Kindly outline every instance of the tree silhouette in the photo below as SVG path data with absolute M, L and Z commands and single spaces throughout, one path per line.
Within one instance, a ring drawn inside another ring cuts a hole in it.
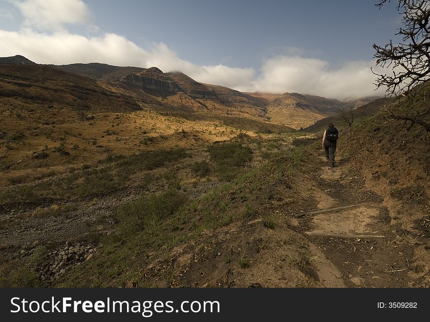
M 419 86 L 424 85 L 430 76 L 430 1 L 397 1 L 397 10 L 403 11 L 403 27 L 398 29 L 396 35 L 402 37 L 402 42 L 393 44 L 390 40 L 384 46 L 373 44 L 376 51 L 374 56 L 376 58 L 376 65 L 390 68 L 392 74 L 378 74 L 373 70 L 372 71 L 378 76 L 375 83 L 377 88 L 387 86 L 388 96 L 405 96 L 411 106 L 416 94 L 420 91 Z M 375 5 L 381 9 L 389 2 L 390 0 L 380 0 Z M 426 95 L 425 92 L 421 92 Z M 430 107 L 413 115 L 398 115 L 392 111 L 388 111 L 393 119 L 403 120 L 411 126 L 419 125 L 430 132 L 430 123 L 428 119 Z

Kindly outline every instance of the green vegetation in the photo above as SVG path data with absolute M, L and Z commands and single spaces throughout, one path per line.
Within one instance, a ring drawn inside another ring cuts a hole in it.
M 261 220 L 263 225 L 266 228 L 269 229 L 274 229 L 276 227 L 276 222 L 275 219 L 271 216 L 267 216 L 263 218 Z
M 210 174 L 211 166 L 206 160 L 202 161 L 196 161 L 191 168 L 193 172 L 200 177 Z
M 231 181 L 237 170 L 252 159 L 253 151 L 239 142 L 215 143 L 208 149 L 211 160 L 216 165 L 218 177 Z

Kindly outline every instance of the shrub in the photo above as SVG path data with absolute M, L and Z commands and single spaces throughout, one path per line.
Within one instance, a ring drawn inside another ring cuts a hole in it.
M 206 160 L 196 161 L 193 165 L 191 170 L 200 177 L 206 176 L 211 173 L 211 166 Z

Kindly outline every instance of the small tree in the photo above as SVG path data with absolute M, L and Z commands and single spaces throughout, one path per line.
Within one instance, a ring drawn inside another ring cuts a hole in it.
M 402 37 L 402 42 L 395 45 L 392 41 L 384 46 L 373 44 L 376 51 L 374 57 L 376 65 L 390 67 L 392 74 L 378 74 L 377 88 L 387 86 L 388 96 L 402 95 L 414 104 L 418 86 L 423 85 L 430 76 L 430 1 L 428 0 L 397 0 L 397 10 L 403 11 L 403 27 L 396 35 Z M 375 5 L 380 9 L 390 0 L 380 0 Z M 412 89 L 415 93 L 408 95 Z M 418 124 L 430 131 L 430 107 L 412 115 L 398 115 L 387 111 L 392 118 Z

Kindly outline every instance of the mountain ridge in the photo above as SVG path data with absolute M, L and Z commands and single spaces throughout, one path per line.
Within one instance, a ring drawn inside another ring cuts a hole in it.
M 298 93 L 242 92 L 197 82 L 180 71 L 164 73 L 156 67 L 118 66 L 99 63 L 40 64 L 19 55 L 0 58 L 1 64 L 49 67 L 81 75 L 109 92 L 127 96 L 128 100 L 134 100 L 149 108 L 237 115 L 296 129 L 338 113 L 342 108 L 355 108 L 355 106 L 366 102 L 342 102 Z

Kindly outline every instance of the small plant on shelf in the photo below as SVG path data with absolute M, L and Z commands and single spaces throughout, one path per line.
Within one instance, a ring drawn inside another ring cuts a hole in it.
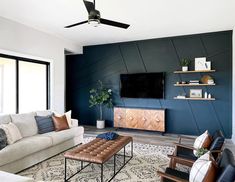
M 188 71 L 188 66 L 190 65 L 191 60 L 188 58 L 183 58 L 180 60 L 180 66 L 182 67 L 182 71 Z

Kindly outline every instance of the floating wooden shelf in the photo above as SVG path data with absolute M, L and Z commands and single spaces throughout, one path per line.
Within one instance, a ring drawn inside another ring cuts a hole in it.
M 174 71 L 174 73 L 207 73 L 207 72 L 215 72 L 215 70 Z
M 176 87 L 191 87 L 191 86 L 214 86 L 215 83 L 213 84 L 204 84 L 204 83 L 200 83 L 200 84 L 174 84 L 174 86 Z
M 186 98 L 177 98 L 177 97 L 174 97 L 174 99 L 178 99 L 178 100 L 215 100 L 215 98 L 189 98 L 189 97 L 186 97 Z

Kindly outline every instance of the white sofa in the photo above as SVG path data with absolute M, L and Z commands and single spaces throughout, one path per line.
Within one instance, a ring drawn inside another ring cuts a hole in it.
M 34 116 L 46 116 L 51 111 L 1 115 L 0 124 L 13 122 L 23 138 L 0 150 L 0 170 L 16 173 L 83 142 L 84 128 L 72 119 L 70 129 L 37 134 Z

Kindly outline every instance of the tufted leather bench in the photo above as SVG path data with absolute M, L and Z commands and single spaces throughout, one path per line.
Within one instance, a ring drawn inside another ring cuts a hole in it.
M 131 156 L 126 156 L 125 147 L 127 144 L 131 143 Z M 90 141 L 87 144 L 83 144 L 71 151 L 67 151 L 64 154 L 65 157 L 65 181 L 68 181 L 74 175 L 79 173 L 85 167 L 87 167 L 90 163 L 101 164 L 101 181 L 103 181 L 103 164 L 108 161 L 110 158 L 114 157 L 114 176 L 117 173 L 115 172 L 115 162 L 116 155 L 121 149 L 124 149 L 124 164 L 119 169 L 119 171 L 125 166 L 127 162 L 133 157 L 133 139 L 130 136 L 119 136 L 115 140 L 105 140 L 101 138 L 96 138 Z M 125 161 L 125 158 L 129 157 L 128 161 Z M 81 170 L 79 170 L 76 174 L 70 176 L 66 179 L 66 159 L 78 160 L 81 161 Z M 89 162 L 88 165 L 83 167 L 83 162 Z M 111 181 L 114 176 L 109 180 Z

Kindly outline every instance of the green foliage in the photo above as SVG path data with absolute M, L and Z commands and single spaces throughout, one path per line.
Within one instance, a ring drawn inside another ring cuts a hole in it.
M 200 149 L 198 149 L 197 150 L 197 152 L 196 152 L 196 157 L 201 157 L 202 155 L 204 155 L 205 153 L 207 153 L 208 152 L 208 150 L 207 149 L 205 149 L 205 148 L 200 148 Z
M 189 66 L 191 63 L 191 60 L 188 58 L 183 58 L 180 60 L 180 66 Z
M 100 108 L 100 119 L 102 119 L 102 106 L 112 108 L 112 90 L 105 88 L 99 80 L 98 87 L 90 90 L 89 107 L 98 106 Z

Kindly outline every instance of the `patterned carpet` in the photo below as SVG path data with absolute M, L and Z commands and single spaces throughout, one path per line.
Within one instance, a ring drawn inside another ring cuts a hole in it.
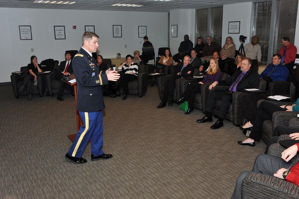
M 231 122 L 217 130 L 197 124 L 200 110 L 156 109 L 155 85 L 142 98 L 104 97 L 104 149 L 114 158 L 91 161 L 89 145 L 87 163 L 76 165 L 64 159 L 76 132 L 71 95 L 28 101 L 10 85 L 0 92 L 2 199 L 228 199 L 266 148 L 238 145 L 245 137 Z

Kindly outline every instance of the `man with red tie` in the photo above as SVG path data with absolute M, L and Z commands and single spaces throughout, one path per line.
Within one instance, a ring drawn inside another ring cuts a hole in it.
M 68 51 L 66 51 L 64 54 L 65 57 L 65 61 L 62 61 L 60 62 L 59 65 L 59 70 L 55 70 L 55 76 L 57 79 L 61 79 L 63 76 L 66 77 L 71 75 L 73 73 L 73 68 L 72 67 L 72 56 L 71 53 Z M 64 99 L 62 98 L 63 96 L 63 92 L 66 84 L 62 81 L 60 81 L 59 85 L 59 90 L 58 91 L 58 96 L 57 96 L 57 100 L 64 101 Z M 73 88 L 71 88 L 71 89 Z M 73 91 L 72 91 L 73 92 Z
M 279 54 L 282 55 L 282 63 L 286 65 L 289 70 L 291 70 L 296 58 L 297 48 L 291 43 L 288 36 L 284 36 L 282 38 L 282 44 L 283 45 L 279 50 Z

_ _ _ _ _

* **WHAT NEEDS TO BE DONE**: Transcribe all of the records above character for character, keeping every line as it stands. Omit the pictures.

* **EXERCISE OUTPUT**:
Kindly outline every instance of the tree silhouette in the photo below as SVG path data with absolute M, L and Z commands and single spaces throughout, one path per line.
Within one instance, a ring drawn inside another ring cuts a hole in it.
M 419 86 L 424 85 L 430 76 L 430 1 L 397 1 L 397 10 L 403 11 L 403 27 L 398 29 L 396 35 L 402 37 L 402 42 L 393 44 L 390 40 L 384 46 L 373 44 L 376 51 L 374 56 L 376 58 L 376 65 L 390 68 L 392 74 L 378 74 L 373 70 L 372 71 L 378 76 L 375 83 L 377 88 L 387 86 L 388 96 L 405 96 L 411 106 L 416 94 L 420 91 Z M 375 5 L 381 9 L 389 2 L 390 0 L 380 0 Z M 426 95 L 425 92 L 421 92 Z M 430 107 L 413 115 L 398 115 L 392 111 L 388 111 L 393 119 L 403 120 L 411 126 L 419 125 L 430 132 L 430 123 L 428 119 Z

Kindly outline every instance of the green vegetation in the photo above as SVG path data with absolute M, L and Z commands and single spaces throughout, one path per line.
Within one instance, a ring drawn inside another ring cuts a hole in it.
M 261 220 L 263 225 L 266 228 L 269 229 L 274 229 L 276 227 L 276 222 L 275 219 L 271 216 L 267 216 L 263 218 Z
M 210 174 L 211 166 L 206 160 L 202 161 L 196 161 L 191 168 L 193 172 L 200 177 Z
M 231 181 L 237 170 L 252 159 L 253 151 L 239 142 L 215 143 L 208 149 L 211 160 L 216 165 L 218 177 Z

Kindly outline every instance of the shrub in the photo above as SVG path data with absolute M, L and Z commands and single spaces throughout, one path per line.
Within one instance, a ring drawn inside another ring cuts a hole in it.
M 206 160 L 196 161 L 193 165 L 191 170 L 200 177 L 206 176 L 211 173 L 211 166 Z

Kindly outline every instance of the small tree in the photo above as SVG path data with absolute M, L and Z commands and single spaces throughout, one path per line.
Within one instance, a ring drawn inside another ring cuts a hole in it.
M 402 37 L 402 42 L 395 45 L 392 41 L 384 46 L 373 44 L 376 51 L 374 57 L 376 65 L 390 67 L 392 74 L 378 74 L 377 88 L 387 86 L 388 96 L 402 95 L 414 104 L 418 86 L 423 85 L 430 76 L 430 1 L 428 0 L 397 0 L 397 10 L 403 11 L 403 27 L 396 35 Z M 375 5 L 380 9 L 390 0 L 380 0 Z M 412 89 L 415 93 L 408 95 Z M 418 124 L 430 131 L 430 107 L 412 115 L 398 115 L 387 111 L 392 118 Z

Kindly outline every instance of the mountain ridge in the photo above as SVG path data with absolute M, L and Z commands and single spaces throughout, one path per line.
Within one instance, a ring drawn inside another ring cuts a hole in it.
M 298 93 L 242 92 L 197 82 L 180 71 L 164 73 L 156 67 L 118 66 L 99 63 L 40 64 L 19 55 L 0 58 L 1 64 L 49 67 L 81 75 L 109 92 L 127 96 L 128 100 L 134 100 L 149 108 L 237 115 L 296 129 L 338 113 L 342 108 L 355 108 L 355 106 L 366 102 L 342 102 Z

Kindly outline every instance of the small plant on shelf in the photo below as SVG path data with absolute M, L and Z commands and single spaces throughout, one path per line.
Within one instance, a ring drawn inside another ring cuts a hole in it.
M 188 71 L 188 66 L 190 65 L 191 60 L 188 58 L 183 58 L 180 60 L 180 66 L 182 67 L 182 71 Z

Kindly outline every instance of the floating wooden shelf in the photo above as SVG path data with absolute M, L and Z commands and single spaces throughout, one path per line.
Within one instance, a ring drawn inside another ring cuts a hole in it.
M 174 71 L 174 73 L 207 73 L 207 72 L 215 72 L 215 70 Z
M 176 87 L 191 87 L 191 86 L 214 86 L 215 83 L 213 84 L 204 84 L 204 83 L 200 83 L 200 84 L 174 84 L 174 86 Z
M 186 98 L 177 98 L 177 97 L 174 97 L 174 99 L 178 99 L 178 100 L 215 100 L 215 98 L 189 98 L 189 97 L 186 97 Z

Kindly outline every instance of the white sofa in the photo above as SVG path data with absolute M, L and Z commands and single spaces throughout, one path per line.
Within one instance, a ring drawn inside another ring cuts a hole in it.
M 34 116 L 46 116 L 51 111 L 1 115 L 0 124 L 13 122 L 23 138 L 0 150 L 0 170 L 16 173 L 83 142 L 84 128 L 72 119 L 70 129 L 37 134 Z

Kindly outline every instance of the tufted leather bench in the photo above as SVG path data with absolute M, L and Z commands and single spaces throughout, one path per line.
Within one instance, a ring drawn inside another ring cuts a hole in it.
M 131 156 L 126 156 L 125 147 L 127 144 L 131 143 Z M 90 141 L 87 144 L 83 144 L 71 151 L 67 151 L 64 154 L 65 157 L 65 181 L 68 181 L 74 175 L 79 173 L 85 167 L 87 167 L 90 163 L 101 164 L 101 181 L 103 181 L 103 164 L 108 161 L 110 158 L 114 157 L 114 176 L 117 173 L 115 172 L 115 162 L 116 155 L 121 149 L 124 149 L 124 164 L 119 169 L 119 171 L 125 166 L 127 162 L 133 157 L 133 139 L 130 136 L 119 136 L 115 140 L 105 140 L 101 138 L 96 138 Z M 125 161 L 125 158 L 129 157 L 128 161 Z M 81 170 L 79 170 L 76 174 L 70 176 L 66 179 L 66 159 L 78 160 L 81 161 Z M 89 162 L 88 165 L 83 167 L 83 162 Z M 111 181 L 114 176 L 109 180 Z

Kindly outline every instance of the green foliage in the photo above as SVG path data with absolute M, L and Z commands and single spaces throughout, one path per line.
Within one instance, a ring drawn inside another ring cuts a hole in it.
M 200 149 L 198 149 L 197 150 L 197 152 L 196 152 L 196 157 L 201 157 L 202 155 L 204 155 L 205 153 L 207 153 L 208 152 L 208 150 L 207 149 L 205 149 L 205 148 L 200 148 Z
M 189 66 L 191 63 L 191 60 L 188 58 L 183 58 L 180 60 L 180 66 Z
M 100 108 L 100 119 L 102 119 L 102 106 L 112 108 L 112 90 L 105 88 L 99 80 L 98 87 L 90 90 L 89 107 L 98 106 Z

Kindly outline every instance of the `patterned carpet` in the photo below as SVG path data with absolute M, L and Z commands and single spaces throughout, one path per line.
Within one instance, a ring drawn inside another ring cuts a hole in it.
M 231 122 L 217 130 L 197 124 L 200 110 L 156 109 L 155 85 L 142 98 L 104 97 L 104 149 L 114 158 L 91 161 L 89 145 L 87 163 L 76 165 L 64 159 L 76 132 L 71 95 L 28 101 L 10 85 L 0 92 L 2 199 L 228 199 L 266 148 L 238 145 L 245 137 Z

Kindly outline every instance of the `man with red tie` in the photo above as SVG path data with absolute M, L and Z commands and single spaces throughout, one path per line.
Within one instance, a ring drawn inside another ring cuts a hole in it.
M 68 51 L 66 51 L 64 54 L 65 57 L 65 61 L 62 61 L 60 62 L 59 65 L 59 70 L 55 70 L 55 76 L 57 79 L 61 79 L 63 76 L 66 77 L 71 75 L 73 73 L 73 68 L 72 67 L 72 56 L 71 53 Z M 64 99 L 62 98 L 63 96 L 63 92 L 66 84 L 62 81 L 60 81 L 59 85 L 59 90 L 58 91 L 58 96 L 57 96 L 57 100 L 64 101 Z M 73 88 L 71 88 L 71 89 Z M 73 91 L 72 91 L 73 92 Z
M 279 54 L 282 55 L 282 63 L 286 65 L 289 70 L 291 70 L 296 58 L 297 48 L 291 43 L 288 36 L 284 36 L 282 38 L 282 44 L 283 45 L 279 50 Z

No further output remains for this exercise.